| Data extract |
+ + +
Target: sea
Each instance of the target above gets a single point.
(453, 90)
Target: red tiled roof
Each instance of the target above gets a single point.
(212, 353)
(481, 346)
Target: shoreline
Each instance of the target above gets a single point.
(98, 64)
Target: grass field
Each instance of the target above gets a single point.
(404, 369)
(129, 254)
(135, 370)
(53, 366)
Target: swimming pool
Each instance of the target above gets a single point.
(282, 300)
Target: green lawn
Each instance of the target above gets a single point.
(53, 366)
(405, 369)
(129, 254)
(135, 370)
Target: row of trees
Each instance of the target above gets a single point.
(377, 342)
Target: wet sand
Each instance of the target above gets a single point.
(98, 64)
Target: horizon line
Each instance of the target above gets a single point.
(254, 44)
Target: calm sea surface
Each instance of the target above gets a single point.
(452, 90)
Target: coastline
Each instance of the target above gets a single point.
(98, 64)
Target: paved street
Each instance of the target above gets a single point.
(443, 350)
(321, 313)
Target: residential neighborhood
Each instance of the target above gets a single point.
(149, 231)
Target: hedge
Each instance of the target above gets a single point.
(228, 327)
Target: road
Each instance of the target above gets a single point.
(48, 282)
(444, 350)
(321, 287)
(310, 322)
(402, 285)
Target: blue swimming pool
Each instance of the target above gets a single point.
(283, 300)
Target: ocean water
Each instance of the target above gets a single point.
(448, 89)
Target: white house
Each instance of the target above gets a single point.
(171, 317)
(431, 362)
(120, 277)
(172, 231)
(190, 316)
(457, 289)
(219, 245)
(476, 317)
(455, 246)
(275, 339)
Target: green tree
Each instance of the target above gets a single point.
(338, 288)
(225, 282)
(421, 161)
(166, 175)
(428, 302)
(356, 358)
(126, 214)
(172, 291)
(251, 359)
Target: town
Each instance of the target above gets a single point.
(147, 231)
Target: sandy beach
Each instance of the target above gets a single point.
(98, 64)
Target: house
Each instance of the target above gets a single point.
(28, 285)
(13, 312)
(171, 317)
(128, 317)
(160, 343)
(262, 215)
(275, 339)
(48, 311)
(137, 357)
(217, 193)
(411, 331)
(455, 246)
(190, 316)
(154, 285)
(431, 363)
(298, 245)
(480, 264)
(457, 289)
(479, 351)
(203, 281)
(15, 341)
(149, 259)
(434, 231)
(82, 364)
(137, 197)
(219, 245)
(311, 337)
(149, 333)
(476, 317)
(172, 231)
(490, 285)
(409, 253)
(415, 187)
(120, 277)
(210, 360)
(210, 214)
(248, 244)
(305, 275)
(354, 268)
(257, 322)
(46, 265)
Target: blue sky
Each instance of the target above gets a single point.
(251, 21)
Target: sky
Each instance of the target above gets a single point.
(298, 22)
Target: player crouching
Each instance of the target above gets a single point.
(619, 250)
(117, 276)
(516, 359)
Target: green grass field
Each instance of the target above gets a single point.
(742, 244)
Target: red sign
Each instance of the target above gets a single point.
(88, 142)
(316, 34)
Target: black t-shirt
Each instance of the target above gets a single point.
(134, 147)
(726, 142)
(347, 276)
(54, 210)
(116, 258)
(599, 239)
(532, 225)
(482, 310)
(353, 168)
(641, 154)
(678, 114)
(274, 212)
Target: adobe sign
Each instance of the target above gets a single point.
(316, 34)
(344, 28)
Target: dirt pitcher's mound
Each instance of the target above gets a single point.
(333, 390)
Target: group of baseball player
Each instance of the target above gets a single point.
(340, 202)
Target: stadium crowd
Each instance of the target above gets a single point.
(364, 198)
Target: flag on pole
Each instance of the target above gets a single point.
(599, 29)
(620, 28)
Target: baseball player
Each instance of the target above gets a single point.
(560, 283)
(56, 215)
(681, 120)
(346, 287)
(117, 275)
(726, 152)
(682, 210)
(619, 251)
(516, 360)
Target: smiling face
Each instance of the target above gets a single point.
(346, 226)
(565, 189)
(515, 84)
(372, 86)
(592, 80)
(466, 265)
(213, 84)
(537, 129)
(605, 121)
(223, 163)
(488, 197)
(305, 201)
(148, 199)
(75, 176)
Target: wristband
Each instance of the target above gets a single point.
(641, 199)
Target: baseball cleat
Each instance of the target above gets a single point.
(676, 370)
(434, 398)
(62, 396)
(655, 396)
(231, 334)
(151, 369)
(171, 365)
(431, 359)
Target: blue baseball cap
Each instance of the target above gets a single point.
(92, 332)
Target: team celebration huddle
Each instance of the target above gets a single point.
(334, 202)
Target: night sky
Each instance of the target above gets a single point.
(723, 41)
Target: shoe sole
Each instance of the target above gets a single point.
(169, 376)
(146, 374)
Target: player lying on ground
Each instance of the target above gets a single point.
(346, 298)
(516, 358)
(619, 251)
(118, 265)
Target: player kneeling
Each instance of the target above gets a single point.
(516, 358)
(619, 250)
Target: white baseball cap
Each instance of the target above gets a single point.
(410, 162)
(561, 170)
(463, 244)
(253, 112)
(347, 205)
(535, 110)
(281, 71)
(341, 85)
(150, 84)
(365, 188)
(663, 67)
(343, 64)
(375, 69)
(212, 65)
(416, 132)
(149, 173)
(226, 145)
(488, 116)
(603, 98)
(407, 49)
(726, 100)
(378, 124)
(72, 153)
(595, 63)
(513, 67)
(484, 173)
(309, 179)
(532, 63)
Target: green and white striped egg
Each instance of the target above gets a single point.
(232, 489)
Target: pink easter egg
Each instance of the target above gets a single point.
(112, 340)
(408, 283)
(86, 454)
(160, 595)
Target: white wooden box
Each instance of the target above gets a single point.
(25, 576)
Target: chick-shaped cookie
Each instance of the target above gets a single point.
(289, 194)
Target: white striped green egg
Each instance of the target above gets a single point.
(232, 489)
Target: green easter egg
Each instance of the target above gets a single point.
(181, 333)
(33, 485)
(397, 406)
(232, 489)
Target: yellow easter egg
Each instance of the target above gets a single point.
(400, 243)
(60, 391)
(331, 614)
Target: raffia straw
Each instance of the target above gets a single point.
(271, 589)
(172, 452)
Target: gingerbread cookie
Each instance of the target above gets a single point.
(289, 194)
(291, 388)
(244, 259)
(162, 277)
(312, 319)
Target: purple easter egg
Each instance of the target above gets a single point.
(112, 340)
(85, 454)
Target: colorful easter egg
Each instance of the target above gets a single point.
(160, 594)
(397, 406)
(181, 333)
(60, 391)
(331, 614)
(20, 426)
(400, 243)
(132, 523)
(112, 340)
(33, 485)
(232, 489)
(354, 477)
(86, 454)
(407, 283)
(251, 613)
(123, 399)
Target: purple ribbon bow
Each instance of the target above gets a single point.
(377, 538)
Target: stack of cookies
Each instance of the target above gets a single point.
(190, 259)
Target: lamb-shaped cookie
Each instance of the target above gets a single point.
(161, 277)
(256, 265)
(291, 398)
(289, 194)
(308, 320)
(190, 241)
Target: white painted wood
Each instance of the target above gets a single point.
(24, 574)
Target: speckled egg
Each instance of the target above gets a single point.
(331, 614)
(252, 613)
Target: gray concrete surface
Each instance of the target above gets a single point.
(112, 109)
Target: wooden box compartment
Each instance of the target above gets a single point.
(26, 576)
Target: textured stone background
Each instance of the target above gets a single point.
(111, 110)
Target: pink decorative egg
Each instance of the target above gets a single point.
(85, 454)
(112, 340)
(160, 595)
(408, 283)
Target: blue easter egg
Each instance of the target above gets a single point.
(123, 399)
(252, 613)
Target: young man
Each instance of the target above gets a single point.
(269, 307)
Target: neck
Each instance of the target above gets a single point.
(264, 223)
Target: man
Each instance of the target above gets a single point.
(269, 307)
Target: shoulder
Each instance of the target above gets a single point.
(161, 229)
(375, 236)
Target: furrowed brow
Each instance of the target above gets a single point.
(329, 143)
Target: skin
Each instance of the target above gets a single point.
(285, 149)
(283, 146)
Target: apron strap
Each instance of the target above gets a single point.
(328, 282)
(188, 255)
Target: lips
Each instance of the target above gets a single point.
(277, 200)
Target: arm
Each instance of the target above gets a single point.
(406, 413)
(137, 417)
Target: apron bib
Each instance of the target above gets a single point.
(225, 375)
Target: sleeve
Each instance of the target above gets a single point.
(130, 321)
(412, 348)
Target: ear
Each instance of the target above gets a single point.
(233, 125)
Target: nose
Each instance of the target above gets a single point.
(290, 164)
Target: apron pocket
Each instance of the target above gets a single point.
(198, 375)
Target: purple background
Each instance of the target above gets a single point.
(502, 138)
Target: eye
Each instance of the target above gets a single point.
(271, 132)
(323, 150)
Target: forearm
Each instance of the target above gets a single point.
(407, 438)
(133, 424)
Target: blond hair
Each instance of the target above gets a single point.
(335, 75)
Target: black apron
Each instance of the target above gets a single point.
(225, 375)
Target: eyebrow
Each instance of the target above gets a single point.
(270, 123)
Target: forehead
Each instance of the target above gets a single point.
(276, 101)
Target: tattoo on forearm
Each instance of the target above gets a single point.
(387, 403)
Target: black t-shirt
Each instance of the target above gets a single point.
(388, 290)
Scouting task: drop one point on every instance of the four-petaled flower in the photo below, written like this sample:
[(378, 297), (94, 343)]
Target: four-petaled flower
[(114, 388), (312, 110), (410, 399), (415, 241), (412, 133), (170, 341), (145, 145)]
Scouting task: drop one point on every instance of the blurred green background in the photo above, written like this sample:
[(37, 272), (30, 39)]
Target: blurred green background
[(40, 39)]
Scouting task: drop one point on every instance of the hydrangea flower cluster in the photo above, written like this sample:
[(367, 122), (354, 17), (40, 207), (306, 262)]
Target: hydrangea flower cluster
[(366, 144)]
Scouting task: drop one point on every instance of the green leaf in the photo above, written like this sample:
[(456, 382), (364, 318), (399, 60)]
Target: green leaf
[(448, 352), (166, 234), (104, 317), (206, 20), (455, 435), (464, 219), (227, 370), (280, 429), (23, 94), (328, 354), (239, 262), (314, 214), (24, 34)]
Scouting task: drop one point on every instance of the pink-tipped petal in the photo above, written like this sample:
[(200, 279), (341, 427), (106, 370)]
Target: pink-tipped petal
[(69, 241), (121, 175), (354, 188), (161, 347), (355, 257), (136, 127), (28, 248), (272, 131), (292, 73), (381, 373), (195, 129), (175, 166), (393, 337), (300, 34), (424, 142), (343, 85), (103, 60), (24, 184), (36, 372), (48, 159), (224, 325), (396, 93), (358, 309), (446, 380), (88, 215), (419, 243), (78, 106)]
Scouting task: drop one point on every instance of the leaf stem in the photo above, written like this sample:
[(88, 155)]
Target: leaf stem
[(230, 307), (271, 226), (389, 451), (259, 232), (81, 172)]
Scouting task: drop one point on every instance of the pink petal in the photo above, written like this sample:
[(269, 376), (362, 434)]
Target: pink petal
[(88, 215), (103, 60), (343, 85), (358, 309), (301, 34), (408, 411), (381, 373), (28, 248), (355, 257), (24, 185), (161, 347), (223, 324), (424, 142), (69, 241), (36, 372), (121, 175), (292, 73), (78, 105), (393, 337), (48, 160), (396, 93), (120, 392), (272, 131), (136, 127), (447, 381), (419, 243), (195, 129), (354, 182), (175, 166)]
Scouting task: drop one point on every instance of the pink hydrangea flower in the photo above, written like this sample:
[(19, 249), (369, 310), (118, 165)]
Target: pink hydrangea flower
+ + +
| Your objective |
Only lines holding the word "white" are wanted; list them all from the material.

| Solved problem |
Target: white house
Target: white baseball cap
Target: green and white striped egg
Target: white wooden box
Target: white striped green egg
Target: white painted wood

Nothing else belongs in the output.